BEGIN GIVEN ENTRIES
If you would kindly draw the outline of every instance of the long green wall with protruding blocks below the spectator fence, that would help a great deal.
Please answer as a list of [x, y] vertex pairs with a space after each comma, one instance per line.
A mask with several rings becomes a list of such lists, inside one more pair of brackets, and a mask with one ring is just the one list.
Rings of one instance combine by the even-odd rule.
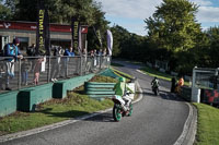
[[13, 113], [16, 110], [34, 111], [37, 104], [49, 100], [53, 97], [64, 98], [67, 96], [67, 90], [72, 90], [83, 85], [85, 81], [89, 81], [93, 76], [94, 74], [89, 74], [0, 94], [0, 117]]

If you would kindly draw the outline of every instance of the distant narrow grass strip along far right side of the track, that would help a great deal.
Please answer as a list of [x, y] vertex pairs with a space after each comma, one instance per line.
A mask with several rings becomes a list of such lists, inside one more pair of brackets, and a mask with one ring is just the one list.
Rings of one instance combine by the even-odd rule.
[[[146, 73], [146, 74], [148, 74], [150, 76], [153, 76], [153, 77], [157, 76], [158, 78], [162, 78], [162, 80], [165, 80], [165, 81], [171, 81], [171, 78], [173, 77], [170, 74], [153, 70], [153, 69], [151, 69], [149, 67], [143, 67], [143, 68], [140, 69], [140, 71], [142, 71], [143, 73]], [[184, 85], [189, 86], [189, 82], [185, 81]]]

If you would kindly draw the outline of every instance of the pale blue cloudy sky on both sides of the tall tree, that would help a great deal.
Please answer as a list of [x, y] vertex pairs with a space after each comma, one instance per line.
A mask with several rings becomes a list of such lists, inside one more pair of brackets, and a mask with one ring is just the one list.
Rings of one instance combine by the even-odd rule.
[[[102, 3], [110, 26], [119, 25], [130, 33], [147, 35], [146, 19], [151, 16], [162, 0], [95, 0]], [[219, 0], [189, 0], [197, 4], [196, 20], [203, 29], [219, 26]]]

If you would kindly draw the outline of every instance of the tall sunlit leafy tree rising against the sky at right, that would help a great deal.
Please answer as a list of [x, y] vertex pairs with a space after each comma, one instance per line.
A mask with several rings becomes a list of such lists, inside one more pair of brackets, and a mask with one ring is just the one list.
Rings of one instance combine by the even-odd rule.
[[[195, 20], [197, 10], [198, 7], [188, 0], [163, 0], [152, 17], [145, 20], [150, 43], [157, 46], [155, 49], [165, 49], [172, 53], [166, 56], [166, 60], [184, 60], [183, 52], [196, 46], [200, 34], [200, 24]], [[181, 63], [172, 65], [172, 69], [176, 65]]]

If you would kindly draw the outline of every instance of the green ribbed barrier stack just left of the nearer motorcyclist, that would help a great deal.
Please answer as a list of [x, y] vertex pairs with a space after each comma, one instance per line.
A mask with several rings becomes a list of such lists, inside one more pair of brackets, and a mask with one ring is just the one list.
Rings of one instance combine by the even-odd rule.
END GIVEN ENTRIES
■ TASK PROMPT ■
Where does the word "tall" occur in the records? Return every line that holds it.

■ RESULT FOR THIS TASK ■
If you would kindly draw the outline of every instance of the pale blue cloudy sky on both sides of the tall tree, that would help a great deal.
If you would kindly draw the outline of every instance of the tall sunlit leafy tree rising against the sky at right, that would help a great deal.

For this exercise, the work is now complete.